-- begin RECORDS PROVIDED --

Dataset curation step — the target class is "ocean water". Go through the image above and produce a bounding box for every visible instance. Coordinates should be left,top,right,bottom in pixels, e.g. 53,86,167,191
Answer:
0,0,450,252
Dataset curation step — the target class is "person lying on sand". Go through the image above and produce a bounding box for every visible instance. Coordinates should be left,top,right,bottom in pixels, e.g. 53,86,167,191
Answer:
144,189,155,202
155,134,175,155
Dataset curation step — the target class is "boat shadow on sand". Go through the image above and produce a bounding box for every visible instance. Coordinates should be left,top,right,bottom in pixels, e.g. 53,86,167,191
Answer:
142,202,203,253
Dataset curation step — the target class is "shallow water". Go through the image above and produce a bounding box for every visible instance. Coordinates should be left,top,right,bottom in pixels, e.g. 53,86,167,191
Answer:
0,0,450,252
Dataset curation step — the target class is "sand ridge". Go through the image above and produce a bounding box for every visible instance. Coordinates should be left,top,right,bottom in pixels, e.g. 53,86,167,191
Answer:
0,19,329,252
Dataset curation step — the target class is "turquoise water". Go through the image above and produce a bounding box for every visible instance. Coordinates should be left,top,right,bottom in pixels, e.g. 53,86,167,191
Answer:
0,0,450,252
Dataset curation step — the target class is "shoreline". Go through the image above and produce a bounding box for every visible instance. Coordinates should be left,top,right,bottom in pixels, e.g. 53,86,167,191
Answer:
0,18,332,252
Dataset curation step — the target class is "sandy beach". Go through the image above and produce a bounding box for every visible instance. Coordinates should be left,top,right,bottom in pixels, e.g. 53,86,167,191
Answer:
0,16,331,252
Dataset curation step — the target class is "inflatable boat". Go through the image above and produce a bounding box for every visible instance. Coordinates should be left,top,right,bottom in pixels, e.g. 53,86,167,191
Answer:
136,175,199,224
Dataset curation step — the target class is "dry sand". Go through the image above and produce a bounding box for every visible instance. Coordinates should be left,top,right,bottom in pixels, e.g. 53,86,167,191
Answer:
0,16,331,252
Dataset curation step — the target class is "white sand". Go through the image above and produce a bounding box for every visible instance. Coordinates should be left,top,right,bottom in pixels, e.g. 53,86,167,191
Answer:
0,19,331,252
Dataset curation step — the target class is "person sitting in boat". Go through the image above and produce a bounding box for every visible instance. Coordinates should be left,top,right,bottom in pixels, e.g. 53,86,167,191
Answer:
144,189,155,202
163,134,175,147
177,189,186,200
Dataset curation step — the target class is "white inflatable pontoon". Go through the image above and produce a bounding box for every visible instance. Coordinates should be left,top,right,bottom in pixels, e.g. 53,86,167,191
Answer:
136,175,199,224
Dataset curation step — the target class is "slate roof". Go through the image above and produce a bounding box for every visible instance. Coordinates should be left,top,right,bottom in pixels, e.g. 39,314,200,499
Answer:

-- end RECORDS PROVIDED --

**SET PROBLEM**: Render each line of the records above as a Markdown table with two columns, Row and Line. Number the rows in order and omit any blank lines.

**ANSWER FOR THE TASK**:
| Row | Line |
|---|---|
| 1 | Dataset curation step — the target class is "ocean water". Go through the image above and produce a bounding box for every visible instance. Coordinates should be left,top,right,bottom in pixels, e.g. 53,86,167,191 |
| 2 | Answer: |
| 3 | 0,0,450,252 |
| 4 | Dataset curation step — the target class is "person lying on sand". Go through the image above and produce a bounding box for every visible instance. Coordinates should be left,top,right,bottom in pixels, e.g. 53,86,167,191 |
| 5 | Answer: |
| 6 | 144,189,155,202 |
| 7 | 155,134,175,155 |
| 8 | Dataset curation step — the target class is "boat shadow on sand". Go through the image above and produce a bounding box for every visible instance. Coordinates should be left,top,right,bottom in pixels, e.g. 53,86,167,191 |
| 9 | Answer: |
| 10 | 142,202,203,253 |
| 11 | Dataset curation step — the target class is "shallow water". Go through the image above and produce a bounding box for every visible instance. Coordinates should be left,top,right,bottom in pixels, e.g. 53,86,167,191 |
| 12 | Answer: |
| 13 | 0,0,450,252 |
| 14 | Dataset curation step — the target class is "sand ridge". Go through the image above and produce a bounding box for every visible instance. Coordinates should be left,top,right,bottom in pixels, e.g. 53,86,167,191 |
| 15 | Answer: |
| 16 | 0,19,329,252 |
| 17 | Dataset curation step — the target class is "turquoise water". Go through the image above and produce a bounding box for every visible instance. Coordinates should be left,top,right,bottom in pixels, e.g. 53,86,167,191 |
| 18 | Answer: |
| 19 | 0,0,450,252 |
| 20 | Dataset curation step — the target class is "shoreline". Go through the image above and produce a bounding box for every visible instance. Coordinates should be left,top,right,bottom in pixels, e.g. 53,86,167,191 |
| 21 | Answer: |
| 22 | 0,18,332,252 |
| 23 | Dataset curation step — the target class is "sandy beach". Go through the image above and produce a bounding box for every visible instance. Coordinates should be left,top,right,bottom in pixels, e.g. 53,86,167,191 |
| 24 | Answer: |
| 25 | 0,16,331,252 |
| 26 | Dataset curation step — the target class is "inflatable boat". Go through the image above and produce a bounding box for every visible instance. Coordinates should be left,top,right,bottom in pixels, e.g. 53,86,167,191 |
| 27 | Answer: |
| 28 | 136,175,199,224 |
| 29 | Dataset curation step — the target class is "dry sand". Go through the image above and produce a bounding box for every visible instance. Coordinates should be left,top,right,bottom in pixels, e.g. 53,86,167,191 |
| 30 | Answer: |
| 31 | 0,16,331,252 |
| 32 | Dataset curation step — the target class is "white sand". Go through the image above and produce a bounding box for every visible instance. Coordinates should be left,top,right,bottom in pixels, e.g. 53,86,167,191 |
| 33 | Answer: |
| 34 | 0,19,331,252 |
| 35 | Dataset curation step — the target class is "person sitting in boat". Go through the image above and produce a bounding box for every visible instance. Coordinates should be left,top,right,bottom in pixels, e.g. 53,86,167,191 |
| 36 | Answer: |
| 37 | 144,189,155,202 |
| 38 | 163,134,175,147 |
| 39 | 177,189,186,200 |
| 40 | Dataset curation step — the target class is "white inflatable pontoon". Go through the image above and produce a bounding box for every visible instance. Coordinates should be left,top,right,bottom in pixels, e.g. 53,86,167,191 |
| 41 | Answer: |
| 42 | 136,175,199,224 |
| 43 | Dataset curation step — the target class is "slate roof". Go through the image above and produce a bounding box for every visible instance. Coordinates should be left,top,right,bottom in pixels, e.g. 39,314,200,499 |
| 44 | Answer: |